**DIRECTION:** Write out all of the records precisely. Skip anything that is a picture.

_ _ _

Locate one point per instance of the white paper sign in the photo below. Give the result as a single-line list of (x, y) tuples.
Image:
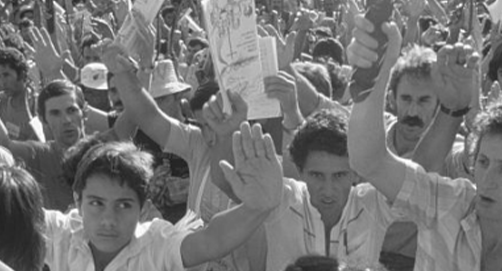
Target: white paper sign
[(231, 28)]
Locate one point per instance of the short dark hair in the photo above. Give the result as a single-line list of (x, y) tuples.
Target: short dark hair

_ _ _

**ANSWER TO THE EXERCISE:**
Locate one point per instance of the white paper sign in the photo below. Give the result as a single-line list of (x, y) tuples.
Image:
Target: white paper sign
[(231, 28)]
Locate one point per instance of the short dark hair in the photo above. Give the result as a single-line list of (x, y) tuples.
Target: short dark hair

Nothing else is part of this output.